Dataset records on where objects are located
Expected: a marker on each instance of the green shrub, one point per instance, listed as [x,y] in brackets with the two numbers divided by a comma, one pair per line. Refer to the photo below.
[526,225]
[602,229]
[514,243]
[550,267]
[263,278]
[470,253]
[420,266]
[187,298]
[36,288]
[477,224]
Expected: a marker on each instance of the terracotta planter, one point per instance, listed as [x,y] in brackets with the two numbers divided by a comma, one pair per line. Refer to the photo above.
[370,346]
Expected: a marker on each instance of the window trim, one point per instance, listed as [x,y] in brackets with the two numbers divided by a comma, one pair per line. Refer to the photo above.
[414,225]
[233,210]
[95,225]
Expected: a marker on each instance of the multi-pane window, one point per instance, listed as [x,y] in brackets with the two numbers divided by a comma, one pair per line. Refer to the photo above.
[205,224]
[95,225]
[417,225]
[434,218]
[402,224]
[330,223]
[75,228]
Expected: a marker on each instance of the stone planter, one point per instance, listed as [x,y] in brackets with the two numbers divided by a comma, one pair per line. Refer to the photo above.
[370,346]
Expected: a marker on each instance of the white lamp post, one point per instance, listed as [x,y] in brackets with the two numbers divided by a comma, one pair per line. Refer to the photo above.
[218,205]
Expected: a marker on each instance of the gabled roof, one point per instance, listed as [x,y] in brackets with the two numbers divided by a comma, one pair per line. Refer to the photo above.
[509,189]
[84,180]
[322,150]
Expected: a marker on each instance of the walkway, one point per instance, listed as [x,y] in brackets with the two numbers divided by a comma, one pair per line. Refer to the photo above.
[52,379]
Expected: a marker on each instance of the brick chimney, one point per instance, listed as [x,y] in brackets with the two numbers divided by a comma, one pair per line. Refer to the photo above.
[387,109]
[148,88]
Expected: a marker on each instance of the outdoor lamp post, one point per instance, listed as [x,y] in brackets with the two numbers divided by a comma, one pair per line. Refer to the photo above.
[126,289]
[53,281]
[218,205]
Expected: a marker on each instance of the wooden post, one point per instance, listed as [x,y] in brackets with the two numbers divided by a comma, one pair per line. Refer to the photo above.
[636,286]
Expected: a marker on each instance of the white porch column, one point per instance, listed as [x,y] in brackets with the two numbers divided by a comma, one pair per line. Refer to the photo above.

What you will do.
Turn every line of the records above into a JSON list of strings, with one string per line and no blank lines.

Answer to this exercise.
[
  "Expected: a marker on each instance of the green shrub, one point per instance, listed as [x,y] in brackets with the two numbers divided by a comma, one pair per line. Refer to the photo below.",
  "[526,225]",
  "[602,229]",
  "[514,243]",
  "[550,267]",
  "[263,278]",
  "[470,253]",
  "[420,266]",
  "[187,298]",
  "[36,288]",
  "[477,224]",
  "Expected: a marker on each instance of the terracotta planter, one point per instance, listed as [x,y] in brackets with the two numbers divided by a comma, one pair per line. Refer to the photo above.",
  "[370,346]",
  "Expected: a marker on each instance of the window trim, one point per instance, listed as [x,y] in brackets with the two numbers divided by a comma, one pair per line. Refer to the photo above.",
  "[414,225]",
  "[233,210]",
  "[95,225]",
  "Expected: a marker on each instance of the multi-pane window, one point per instance, listed as [x,y] in brackets with the two numbers divided by a comma, one pair per line. Refer to the photo above.",
  "[205,224]",
  "[95,225]",
  "[417,225]",
  "[434,218]",
  "[402,224]",
  "[330,223]",
  "[75,228]",
  "Expected: a marker on each instance of the stone planter, one point per instance, listed as [x,y] in brackets with the two numbers divided by a comma, one pair per line. Refer to the photo above.",
  "[370,346]",
  "Expected: a marker on each instance of the white lamp post, one point per instance, listed as [x,y] in brackets with the two numbers divided by a comma, one pair per line. Refer to the photo above.",
  "[218,205]",
  "Expected: a marker on each instance of the gabled roof, one point per instance, listed as [x,y] in brackets with the two numbers divided by a comma, one pair per line. Refer to the photo above.",
  "[509,189]",
  "[84,180]",
  "[322,150]",
  "Expected: a marker on each instance of the walkway, one point per instance, listed as [x,y] in brackets with the two numbers divided by a comma, one pair per line. Refer to the photo above.",
  "[52,379]",
  "Expected: a marker on each instance of the brick chimney, one point per instance, listed as [x,y] in brackets with the two numbers divided by a comma, one pair per line. Refer to the photo above.",
  "[387,109]",
  "[148,88]",
  "Expected: a marker on each instance of the outdoor lamp post, one point per instance, listed as [x,y] in brackets with the two numbers divided by a comma, one pair per line. Refer to the photo above.",
  "[126,289]",
  "[53,281]",
  "[218,205]",
  "Expected: a marker on each instance of the wooden post, one point per instance, listed as [x,y] in brackets with the two numbers divided by a comma, one pair per line. Refer to the photo above.",
  "[636,286]",
  "Expected: a marker on each instance of the white porch column, one point per instance, listed as [x,y] in brackets with the two numbers divided by a comma, one pair per line. Refer to the photo above."
]